■ What is asked ■
Starting at the line that contains "Target: flagpole", restate each line word for word through the final line of the data, keeping both ends.

■ Material supplied ■
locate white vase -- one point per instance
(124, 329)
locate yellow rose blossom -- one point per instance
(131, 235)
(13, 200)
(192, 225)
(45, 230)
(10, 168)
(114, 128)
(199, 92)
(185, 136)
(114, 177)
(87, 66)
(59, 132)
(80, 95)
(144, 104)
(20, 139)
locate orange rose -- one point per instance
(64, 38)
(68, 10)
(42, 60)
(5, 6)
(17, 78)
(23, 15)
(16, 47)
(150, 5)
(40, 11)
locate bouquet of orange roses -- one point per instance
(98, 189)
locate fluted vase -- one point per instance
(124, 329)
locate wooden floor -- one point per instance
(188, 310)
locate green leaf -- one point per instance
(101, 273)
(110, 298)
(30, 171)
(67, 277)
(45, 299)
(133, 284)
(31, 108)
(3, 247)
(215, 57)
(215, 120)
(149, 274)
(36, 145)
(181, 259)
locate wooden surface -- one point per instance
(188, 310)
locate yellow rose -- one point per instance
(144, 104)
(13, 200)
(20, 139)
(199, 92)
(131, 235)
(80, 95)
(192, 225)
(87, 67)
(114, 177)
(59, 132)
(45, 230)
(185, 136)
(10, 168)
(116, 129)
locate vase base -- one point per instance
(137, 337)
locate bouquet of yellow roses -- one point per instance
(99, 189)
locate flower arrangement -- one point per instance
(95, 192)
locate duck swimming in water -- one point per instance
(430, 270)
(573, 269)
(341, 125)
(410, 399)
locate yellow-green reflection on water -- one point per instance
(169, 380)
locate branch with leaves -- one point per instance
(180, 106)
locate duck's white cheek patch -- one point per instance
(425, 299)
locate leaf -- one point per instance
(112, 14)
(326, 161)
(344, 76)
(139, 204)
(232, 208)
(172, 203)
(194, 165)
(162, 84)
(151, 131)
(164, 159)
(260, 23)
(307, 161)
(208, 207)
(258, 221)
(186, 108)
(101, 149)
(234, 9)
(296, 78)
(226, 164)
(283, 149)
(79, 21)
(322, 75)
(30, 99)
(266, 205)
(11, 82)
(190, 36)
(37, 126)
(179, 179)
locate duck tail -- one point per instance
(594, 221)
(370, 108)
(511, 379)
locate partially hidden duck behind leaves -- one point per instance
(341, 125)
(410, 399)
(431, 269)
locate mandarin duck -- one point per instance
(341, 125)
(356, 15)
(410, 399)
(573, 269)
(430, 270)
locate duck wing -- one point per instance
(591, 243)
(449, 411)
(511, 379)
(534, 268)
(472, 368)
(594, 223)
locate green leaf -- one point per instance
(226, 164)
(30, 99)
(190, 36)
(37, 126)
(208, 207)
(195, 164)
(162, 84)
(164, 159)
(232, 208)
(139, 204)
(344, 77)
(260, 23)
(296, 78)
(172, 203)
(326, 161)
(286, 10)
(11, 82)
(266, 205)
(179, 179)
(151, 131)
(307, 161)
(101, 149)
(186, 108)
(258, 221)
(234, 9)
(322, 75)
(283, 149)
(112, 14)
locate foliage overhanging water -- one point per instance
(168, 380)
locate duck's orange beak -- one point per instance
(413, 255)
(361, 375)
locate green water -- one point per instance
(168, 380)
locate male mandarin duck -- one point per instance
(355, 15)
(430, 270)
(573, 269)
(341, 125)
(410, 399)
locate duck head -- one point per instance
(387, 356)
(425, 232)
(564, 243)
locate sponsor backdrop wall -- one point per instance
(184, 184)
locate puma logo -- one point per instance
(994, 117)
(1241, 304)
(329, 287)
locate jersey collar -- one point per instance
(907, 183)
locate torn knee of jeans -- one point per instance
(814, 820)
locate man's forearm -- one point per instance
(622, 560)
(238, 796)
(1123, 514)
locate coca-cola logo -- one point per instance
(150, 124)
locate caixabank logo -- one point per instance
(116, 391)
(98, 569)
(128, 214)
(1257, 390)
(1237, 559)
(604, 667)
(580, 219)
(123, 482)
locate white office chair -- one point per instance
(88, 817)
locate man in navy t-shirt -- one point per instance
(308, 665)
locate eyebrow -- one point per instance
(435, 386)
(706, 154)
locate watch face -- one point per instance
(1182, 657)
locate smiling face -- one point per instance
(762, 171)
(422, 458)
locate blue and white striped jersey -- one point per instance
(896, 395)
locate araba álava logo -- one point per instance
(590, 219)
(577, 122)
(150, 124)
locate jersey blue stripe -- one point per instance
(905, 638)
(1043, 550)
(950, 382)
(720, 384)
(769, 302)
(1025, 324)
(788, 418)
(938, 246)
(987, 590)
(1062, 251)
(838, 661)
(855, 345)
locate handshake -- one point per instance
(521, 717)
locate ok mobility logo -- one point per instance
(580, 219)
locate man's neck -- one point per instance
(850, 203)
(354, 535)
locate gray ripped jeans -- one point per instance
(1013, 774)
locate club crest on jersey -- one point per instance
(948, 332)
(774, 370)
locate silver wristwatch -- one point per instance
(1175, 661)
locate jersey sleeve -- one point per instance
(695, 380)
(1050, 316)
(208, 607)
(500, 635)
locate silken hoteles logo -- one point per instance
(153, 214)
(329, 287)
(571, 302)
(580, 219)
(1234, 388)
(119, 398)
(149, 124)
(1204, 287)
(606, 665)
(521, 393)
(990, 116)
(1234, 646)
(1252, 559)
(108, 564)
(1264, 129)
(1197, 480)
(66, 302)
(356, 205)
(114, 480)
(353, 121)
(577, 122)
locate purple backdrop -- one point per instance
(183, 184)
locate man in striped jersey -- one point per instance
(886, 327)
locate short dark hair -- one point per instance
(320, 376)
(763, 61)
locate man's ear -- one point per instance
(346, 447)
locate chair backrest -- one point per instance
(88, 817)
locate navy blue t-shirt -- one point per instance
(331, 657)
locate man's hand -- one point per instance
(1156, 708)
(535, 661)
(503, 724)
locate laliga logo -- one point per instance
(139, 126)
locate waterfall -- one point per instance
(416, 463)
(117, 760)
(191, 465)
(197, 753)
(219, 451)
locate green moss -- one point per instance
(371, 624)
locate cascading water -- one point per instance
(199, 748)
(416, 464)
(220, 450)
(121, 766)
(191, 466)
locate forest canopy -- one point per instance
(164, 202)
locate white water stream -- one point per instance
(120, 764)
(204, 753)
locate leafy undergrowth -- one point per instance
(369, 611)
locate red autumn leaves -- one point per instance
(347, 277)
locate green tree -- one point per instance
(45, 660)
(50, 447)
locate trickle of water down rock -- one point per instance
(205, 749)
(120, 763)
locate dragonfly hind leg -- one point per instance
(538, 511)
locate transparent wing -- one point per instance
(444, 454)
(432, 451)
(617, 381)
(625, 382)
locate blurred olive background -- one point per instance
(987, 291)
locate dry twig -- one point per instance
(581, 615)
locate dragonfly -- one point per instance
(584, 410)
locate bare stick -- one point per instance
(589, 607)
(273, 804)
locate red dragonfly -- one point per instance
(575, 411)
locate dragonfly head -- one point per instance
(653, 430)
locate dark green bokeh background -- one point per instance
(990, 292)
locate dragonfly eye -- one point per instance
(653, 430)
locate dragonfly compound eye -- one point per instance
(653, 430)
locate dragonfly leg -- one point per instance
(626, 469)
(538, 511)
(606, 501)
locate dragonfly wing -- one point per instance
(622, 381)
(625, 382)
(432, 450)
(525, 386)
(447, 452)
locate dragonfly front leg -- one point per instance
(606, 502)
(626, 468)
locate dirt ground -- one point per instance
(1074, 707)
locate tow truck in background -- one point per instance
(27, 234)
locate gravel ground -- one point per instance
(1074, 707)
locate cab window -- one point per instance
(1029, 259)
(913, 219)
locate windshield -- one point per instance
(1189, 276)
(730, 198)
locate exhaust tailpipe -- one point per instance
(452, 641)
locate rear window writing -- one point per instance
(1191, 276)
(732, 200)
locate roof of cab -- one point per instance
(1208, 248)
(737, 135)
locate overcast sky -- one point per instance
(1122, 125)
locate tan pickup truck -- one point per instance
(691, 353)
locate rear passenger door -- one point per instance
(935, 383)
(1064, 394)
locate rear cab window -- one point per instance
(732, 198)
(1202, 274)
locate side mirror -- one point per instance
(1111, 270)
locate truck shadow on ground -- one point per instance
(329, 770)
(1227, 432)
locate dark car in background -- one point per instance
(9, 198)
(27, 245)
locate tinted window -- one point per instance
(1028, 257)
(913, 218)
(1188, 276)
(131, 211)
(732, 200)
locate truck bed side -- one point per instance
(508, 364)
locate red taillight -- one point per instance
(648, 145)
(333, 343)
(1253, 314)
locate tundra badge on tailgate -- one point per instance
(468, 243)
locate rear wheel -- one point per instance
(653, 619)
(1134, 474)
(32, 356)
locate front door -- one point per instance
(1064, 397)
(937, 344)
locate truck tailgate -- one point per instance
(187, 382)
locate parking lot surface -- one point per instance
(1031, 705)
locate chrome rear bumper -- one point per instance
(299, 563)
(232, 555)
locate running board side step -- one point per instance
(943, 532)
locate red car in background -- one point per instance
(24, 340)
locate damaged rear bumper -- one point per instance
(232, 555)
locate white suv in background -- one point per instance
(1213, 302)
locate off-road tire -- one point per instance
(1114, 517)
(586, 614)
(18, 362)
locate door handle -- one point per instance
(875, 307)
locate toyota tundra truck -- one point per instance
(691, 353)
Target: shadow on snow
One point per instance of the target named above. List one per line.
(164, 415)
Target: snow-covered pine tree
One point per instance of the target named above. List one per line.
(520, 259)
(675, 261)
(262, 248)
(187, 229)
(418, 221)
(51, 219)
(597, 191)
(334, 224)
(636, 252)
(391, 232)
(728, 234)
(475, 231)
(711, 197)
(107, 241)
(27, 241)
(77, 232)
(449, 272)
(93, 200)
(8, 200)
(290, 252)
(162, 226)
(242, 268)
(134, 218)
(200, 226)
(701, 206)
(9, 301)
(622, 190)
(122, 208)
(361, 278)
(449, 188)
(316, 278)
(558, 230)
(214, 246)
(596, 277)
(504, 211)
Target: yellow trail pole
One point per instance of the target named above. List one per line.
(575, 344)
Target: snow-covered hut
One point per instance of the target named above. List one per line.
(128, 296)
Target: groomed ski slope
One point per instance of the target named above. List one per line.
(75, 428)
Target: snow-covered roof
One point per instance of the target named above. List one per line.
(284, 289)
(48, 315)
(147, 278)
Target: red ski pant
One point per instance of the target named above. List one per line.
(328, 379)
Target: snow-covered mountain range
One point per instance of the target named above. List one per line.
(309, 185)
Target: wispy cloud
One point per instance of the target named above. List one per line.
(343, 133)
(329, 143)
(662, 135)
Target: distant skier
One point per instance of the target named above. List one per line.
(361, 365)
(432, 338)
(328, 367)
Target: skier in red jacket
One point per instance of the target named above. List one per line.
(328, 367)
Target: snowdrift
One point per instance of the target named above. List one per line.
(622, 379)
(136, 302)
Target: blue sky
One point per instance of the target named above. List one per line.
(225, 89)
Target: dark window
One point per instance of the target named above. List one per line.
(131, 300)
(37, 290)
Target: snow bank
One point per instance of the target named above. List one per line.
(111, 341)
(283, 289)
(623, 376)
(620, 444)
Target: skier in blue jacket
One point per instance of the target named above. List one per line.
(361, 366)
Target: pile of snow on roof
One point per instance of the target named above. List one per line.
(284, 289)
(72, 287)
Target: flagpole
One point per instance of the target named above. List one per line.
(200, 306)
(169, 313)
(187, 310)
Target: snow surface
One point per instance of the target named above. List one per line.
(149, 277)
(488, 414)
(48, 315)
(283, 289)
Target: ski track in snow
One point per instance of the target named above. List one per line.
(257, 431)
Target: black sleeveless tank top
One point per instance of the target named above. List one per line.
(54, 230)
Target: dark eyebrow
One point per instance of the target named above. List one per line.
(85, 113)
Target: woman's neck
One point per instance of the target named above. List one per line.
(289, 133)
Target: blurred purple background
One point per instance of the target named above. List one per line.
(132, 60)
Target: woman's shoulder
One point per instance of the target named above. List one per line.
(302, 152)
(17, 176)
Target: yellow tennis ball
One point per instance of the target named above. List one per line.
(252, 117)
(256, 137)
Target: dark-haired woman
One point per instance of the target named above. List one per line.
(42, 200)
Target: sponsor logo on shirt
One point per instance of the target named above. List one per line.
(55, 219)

■ Solved exercise ■
Target: flagpole
One point per instance of the target named above. List one per line.
(200, 306)
(169, 313)
(187, 310)
Target: snow surface
One point per instance of the target named above. List one per line.
(149, 277)
(488, 414)
(48, 315)
(283, 289)
Target: ski track in snow
One point per instance of the target named above. List one per line.
(257, 431)
Target: black sleeveless tank top
One point per instance of the target named above. List one per line.
(54, 230)
Target: dark eyebrow
One point per instance of the target named above. List one per line.
(85, 113)
Target: woman's neck
One point per instance of the target named above. List one per line.
(289, 133)
Target: blurred purple background
One point per instance of the target named above. List one per line.
(132, 60)
Target: woman's shoulder
One point per instance of the target named above. List one per line.
(302, 152)
(17, 176)
Target: yellow tennis ball
One point per instance of the target named above. List one per line.
(252, 117)
(256, 137)
Target: dark-haired woman
One point per instance of the target named above. List one per line.
(42, 200)
Target: sponsor logo on shirt
One point per instance of the target named above. List one per line.
(55, 219)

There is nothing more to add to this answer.